* [Page excerpt]:
As for Cicero, his description of the ideal state in De re publica is more difficult to qualify as a "republic" in modern terminology, it is rather something like enlightened absolutism--not to say benevolent dictatorship--and indeed Cicero's philosophical works, as far as available at that time, were very influential when Enlightenment philosophers like Voltaire developed these concepts. Cicero related however with some ambiguity towards the republican form of government: in his theoretical works he defended monarchy (or a monarchy/oligarchy mixed government at best); in his political life he generally opposed to those trying to realise such ideals, like Julius Caesar, Mark Antony and Octavian. Eventually, that opposition led to his death. So, depending on how one reads history, Cicero could be seen as a victim of his own deep-rooted republican ideals too.
Tacitus, a contemporary of Plutarch, was not concerned with whether on an abstract level a form of government could be analysed as a "republic" or a "monarchy" (see for example Ann. IV, 32-33). He analyses how the powers accumulated by the early Julio-Claudian dynasty were all given to the representants of this dynasty by a State that was and remained in an ever more "abstract" way a republic; nor was the Roman Republic "forced" to give away these powers to single persons in a consecutive dynasty: it did so out of free will, and reasonably in Augustus' case, because of his many merits towards the state, freeing it of civil wars and the like.
But at least Tacitus is one of the first to follow this line of thought: analysing in which measure such powers were given to the head of state because the citizens wanted to give them, and in which measure they were given because of other principles (for example, because one had a deified ancestor) — such other principles leading more easily to abuse by the one in power. In this sense, that is in Tacitus' analysis, the impossibility to return to the Republic was irreversible only when Tiberius established power shortly after Augustus' death (AD 14, much later than most historians place the start of the Imperial form of government in Rome): by this time too many "untouchable" principles had been mingled in to keep Tiberius away from power, and the age of "sockpuppetry in the external form of a republic", as Tacitus more or less describes this Emperor's reign, began (Ann. I-VI).
[edit] Classical Republicanism
The idea of the Republic is drawn from Ancient Greece, Ancient India, and Rome but it was truly created during the Renaissance when scholars built upon their conception of the ancient world to advance their view of the ideal government. The usage of the term res publica in classical texts should not be confused with current notions of republicanism. Despite its name Plato's The Republic also has little connection. The republicanism developed in the Renaissance is known as classical republicanism because of its reliance on classical models. This terminology was developed by Zera Fink in the 1960s but some modern scholars such as Brugger consider the term confusing as it might lead some to believe that "classical republic" refers to the system of government used in the ancient world. "Early modern republicanism" has been advanced as an alternative term.

* [What to produce]:
Continue the passage on republicanism above, picking up after its final sentence about "early modern republicanism".

* [Supplied material]:
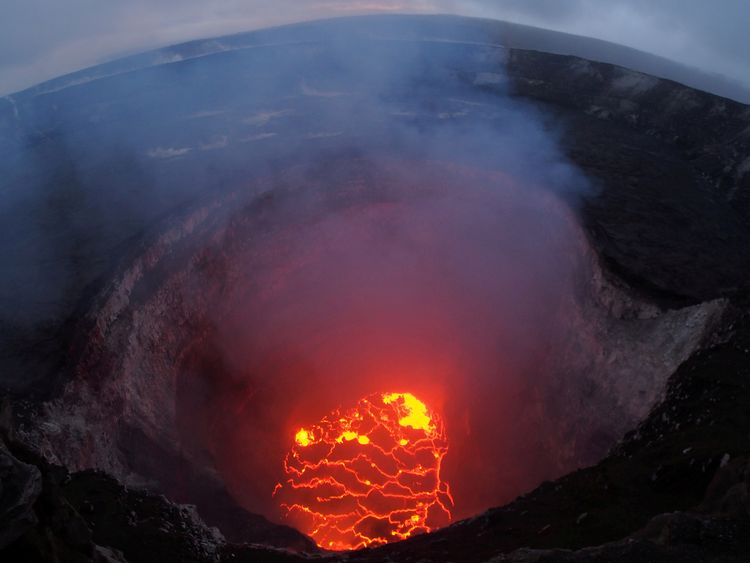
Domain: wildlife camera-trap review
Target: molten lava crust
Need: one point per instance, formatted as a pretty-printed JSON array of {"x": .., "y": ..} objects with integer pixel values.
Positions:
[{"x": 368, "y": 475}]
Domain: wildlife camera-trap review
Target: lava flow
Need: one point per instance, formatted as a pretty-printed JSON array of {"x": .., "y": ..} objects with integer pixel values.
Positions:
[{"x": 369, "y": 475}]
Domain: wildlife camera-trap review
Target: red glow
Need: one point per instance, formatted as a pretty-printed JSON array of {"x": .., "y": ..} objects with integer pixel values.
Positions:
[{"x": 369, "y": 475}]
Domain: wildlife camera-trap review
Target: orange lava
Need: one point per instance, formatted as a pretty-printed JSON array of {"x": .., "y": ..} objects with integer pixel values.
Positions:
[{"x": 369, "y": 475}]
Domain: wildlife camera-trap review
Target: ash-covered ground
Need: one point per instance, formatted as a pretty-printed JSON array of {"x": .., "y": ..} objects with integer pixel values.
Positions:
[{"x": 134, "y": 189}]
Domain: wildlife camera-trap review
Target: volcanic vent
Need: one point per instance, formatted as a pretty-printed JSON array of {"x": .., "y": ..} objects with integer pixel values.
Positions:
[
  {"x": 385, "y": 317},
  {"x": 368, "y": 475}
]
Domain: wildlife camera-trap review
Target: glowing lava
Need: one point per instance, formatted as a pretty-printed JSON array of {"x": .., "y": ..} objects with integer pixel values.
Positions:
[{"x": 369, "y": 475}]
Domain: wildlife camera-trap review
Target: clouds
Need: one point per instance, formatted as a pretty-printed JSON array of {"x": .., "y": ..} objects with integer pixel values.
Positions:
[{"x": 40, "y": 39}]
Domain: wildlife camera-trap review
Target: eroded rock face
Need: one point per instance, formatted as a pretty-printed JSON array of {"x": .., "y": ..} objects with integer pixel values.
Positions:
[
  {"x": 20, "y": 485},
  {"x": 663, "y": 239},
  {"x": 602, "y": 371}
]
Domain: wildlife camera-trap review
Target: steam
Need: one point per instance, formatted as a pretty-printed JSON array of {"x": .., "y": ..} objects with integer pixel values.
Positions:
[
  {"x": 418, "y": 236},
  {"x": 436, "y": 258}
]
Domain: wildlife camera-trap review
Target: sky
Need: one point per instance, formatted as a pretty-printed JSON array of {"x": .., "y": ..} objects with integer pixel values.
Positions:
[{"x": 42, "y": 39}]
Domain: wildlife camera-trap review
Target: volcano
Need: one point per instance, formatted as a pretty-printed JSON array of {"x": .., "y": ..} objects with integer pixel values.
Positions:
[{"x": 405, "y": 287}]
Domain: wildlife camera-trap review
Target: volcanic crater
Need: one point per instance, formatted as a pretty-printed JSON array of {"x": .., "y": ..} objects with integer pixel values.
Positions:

* [Answer for this exercise]:
Also sometimes called civic humanism, this ideology grew out of the Renaissance writers who developed the idea of the republic. More than being simply a non-monarchy the early modern thinkers developed a vision of the ideal republic. It is these notions that form the basis of the ideology of republicanism. One important notion was that of a mixed government. Both Plato and Aristotle saw three basic types of government, democracy, aristocracy, and monarchy. First Plato and Aristotle, and especially Polybius and Cicero developed the notion that the ideal republic is a mixture of these three forms of government and the writers of the Renaissance embraced this notion. Also central the notion of virtue and the pursuit of the common good being central to good government. Republicanism also developed its own distinct view of liberty, though what exactly that view is much disputed.
[edit] Enlightenment republicanism
From the Enlightenment on it becomes increasingly difficult to distinguish between the descriptions and definitions of the "republic" concept on the one side, and the ideologies based on such descriptions on the other.
Up till then the situation had been different: even those Renaissance authors that spoke highly of republics were rarely critical of monarchies. While Machiavelli's Discourses on Livy is the period's key work on republics he also wrote The Prince on how to best run a monarchy. One cause of this was that the early modern writers did not see the republican model as one that could be applied universally, most felt that it could be successful only in very small and highly urbanized city-states.
In antiquity writers like Tacitus, and in the renaissance writers like Machiavelli tried to avoid formulating an outspoken preference for one government system or another. Enlightenment philosophers, on the other hand, always had an outspoken opinion.
However, Thomas More, still before the Age of Enlightenment, must have been a bit too outspoken to the reigning king's taste, even when coding his political preferences in a Utopian tale.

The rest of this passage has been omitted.